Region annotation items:
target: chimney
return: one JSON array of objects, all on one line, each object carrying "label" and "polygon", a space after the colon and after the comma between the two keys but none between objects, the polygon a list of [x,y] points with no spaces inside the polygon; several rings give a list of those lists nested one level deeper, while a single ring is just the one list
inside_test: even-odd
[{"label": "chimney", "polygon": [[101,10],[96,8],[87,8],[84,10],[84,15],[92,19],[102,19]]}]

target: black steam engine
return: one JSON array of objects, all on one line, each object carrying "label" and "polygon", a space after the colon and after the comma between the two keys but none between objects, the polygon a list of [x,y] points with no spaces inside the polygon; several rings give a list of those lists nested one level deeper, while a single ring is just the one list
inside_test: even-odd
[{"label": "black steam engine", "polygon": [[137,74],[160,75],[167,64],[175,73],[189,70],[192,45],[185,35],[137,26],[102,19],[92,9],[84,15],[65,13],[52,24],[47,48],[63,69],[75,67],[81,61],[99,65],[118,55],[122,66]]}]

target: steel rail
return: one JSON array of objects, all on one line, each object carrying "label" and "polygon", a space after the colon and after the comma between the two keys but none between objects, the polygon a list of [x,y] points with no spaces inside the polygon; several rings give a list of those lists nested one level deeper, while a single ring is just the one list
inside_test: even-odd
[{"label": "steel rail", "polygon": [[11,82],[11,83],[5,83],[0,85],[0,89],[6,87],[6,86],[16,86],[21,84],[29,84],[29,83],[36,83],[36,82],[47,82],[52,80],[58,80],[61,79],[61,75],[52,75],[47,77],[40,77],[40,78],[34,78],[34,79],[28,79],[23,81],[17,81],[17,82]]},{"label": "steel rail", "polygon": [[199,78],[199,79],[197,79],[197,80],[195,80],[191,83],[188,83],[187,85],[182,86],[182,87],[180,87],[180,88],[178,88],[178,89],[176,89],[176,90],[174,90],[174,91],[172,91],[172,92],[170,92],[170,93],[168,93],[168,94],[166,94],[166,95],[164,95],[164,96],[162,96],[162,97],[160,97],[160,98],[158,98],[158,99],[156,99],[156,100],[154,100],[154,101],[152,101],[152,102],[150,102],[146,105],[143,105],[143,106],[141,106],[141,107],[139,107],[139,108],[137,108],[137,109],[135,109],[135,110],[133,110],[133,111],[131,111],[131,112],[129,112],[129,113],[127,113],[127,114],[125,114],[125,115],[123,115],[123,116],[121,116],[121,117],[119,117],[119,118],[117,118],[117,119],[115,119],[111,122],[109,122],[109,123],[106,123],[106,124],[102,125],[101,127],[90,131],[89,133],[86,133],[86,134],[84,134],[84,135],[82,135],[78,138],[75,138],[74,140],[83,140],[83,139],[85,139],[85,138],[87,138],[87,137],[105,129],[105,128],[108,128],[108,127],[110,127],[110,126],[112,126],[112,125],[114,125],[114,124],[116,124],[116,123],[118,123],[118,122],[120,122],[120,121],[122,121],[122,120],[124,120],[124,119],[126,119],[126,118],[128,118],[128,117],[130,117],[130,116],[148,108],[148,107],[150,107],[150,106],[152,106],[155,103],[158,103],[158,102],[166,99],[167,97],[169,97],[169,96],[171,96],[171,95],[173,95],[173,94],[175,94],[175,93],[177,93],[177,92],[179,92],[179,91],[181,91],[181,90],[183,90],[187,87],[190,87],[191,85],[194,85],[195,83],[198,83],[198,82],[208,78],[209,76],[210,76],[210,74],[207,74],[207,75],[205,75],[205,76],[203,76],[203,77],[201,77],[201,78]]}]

Set exercise:
Reproduce the full set of records precisely.

The output:
target: chimney
return: one JSON array of objects, all on one line, each object carrying "label" and "polygon", a space after the colon and after the comma between the two keys but none between objects, the polygon a list of [x,y] points with no spaces inside the polygon; several rings give a list of those lists nested one level deeper, while a single ring is just the one list
inside_test: even-odd
[{"label": "chimney", "polygon": [[101,10],[96,8],[87,8],[84,10],[84,15],[92,19],[102,19]]}]

target: black steam engine
return: one JSON array of objects, all on one line, each object carrying "label" and "polygon", a space after the colon and after the comma between the two keys but none between objects, the polygon a list of [x,y] points with no spaces inside the polygon; several rings give a list of those lists nested one level deeper, while a single ring is just the one list
inside_test: even-odd
[{"label": "black steam engine", "polygon": [[137,74],[160,75],[167,64],[175,73],[189,70],[192,45],[185,35],[137,26],[102,19],[92,9],[84,15],[65,13],[52,24],[47,48],[63,69],[75,67],[81,61],[99,65],[118,55],[122,66]]}]

target: steel rail
return: one JSON array of objects, all on one line, each object carrying "label" and "polygon", a space after the colon and after the comma between the two keys but none between objects, the polygon a list of [x,y] points with no spaces inside the polygon; several rings give a list of those lists nested one level deeper, while a single ring is just the one list
inside_test: even-odd
[{"label": "steel rail", "polygon": [[11,82],[11,83],[5,83],[0,85],[0,89],[6,87],[6,86],[16,86],[21,84],[29,84],[29,83],[36,83],[36,82],[47,82],[52,80],[58,80],[61,79],[61,75],[52,75],[47,77],[40,77],[40,78],[34,78],[34,79],[28,79],[23,81],[17,81],[17,82]]},{"label": "steel rail", "polygon": [[199,78],[199,79],[197,79],[197,80],[195,80],[191,83],[188,83],[187,85],[182,86],[182,87],[180,87],[180,88],[178,88],[178,89],[176,89],[176,90],[174,90],[174,91],[172,91],[172,92],[170,92],[170,93],[168,93],[168,94],[166,94],[166,95],[164,95],[164,96],[162,96],[162,97],[160,97],[160,98],[158,98],[158,99],[156,99],[156,100],[154,100],[154,101],[152,101],[152,102],[150,102],[146,105],[143,105],[143,106],[141,106],[141,107],[139,107],[139,108],[137,108],[137,109],[135,109],[135,110],[133,110],[133,111],[131,111],[131,112],[129,112],[129,113],[127,113],[127,114],[125,114],[125,115],[123,115],[123,116],[121,116],[121,117],[119,117],[119,118],[117,118],[117,119],[115,119],[111,122],[109,122],[109,123],[106,123],[106,124],[102,125],[101,127],[90,131],[89,133],[86,133],[86,134],[84,134],[84,135],[82,135],[78,138],[75,138],[74,140],[83,140],[83,139],[85,139],[85,138],[87,138],[87,137],[105,129],[105,128],[108,128],[108,127],[110,127],[110,126],[112,126],[112,125],[114,125],[114,124],[116,124],[116,123],[118,123],[118,122],[120,122],[120,121],[122,121],[122,120],[124,120],[124,119],[126,119],[126,118],[128,118],[128,117],[130,117],[130,116],[148,108],[148,107],[150,107],[150,106],[152,106],[155,103],[158,103],[158,102],[166,99],[167,97],[169,97],[169,96],[171,96],[171,95],[173,95],[173,94],[175,94],[175,93],[177,93],[177,92],[179,92],[179,91],[181,91],[181,90],[183,90],[187,87],[190,87],[191,85],[194,85],[195,83],[198,83],[198,82],[208,78],[209,76],[210,76],[210,74],[207,74],[207,75],[205,75],[205,76],[203,76],[203,77],[201,77],[201,78]]}]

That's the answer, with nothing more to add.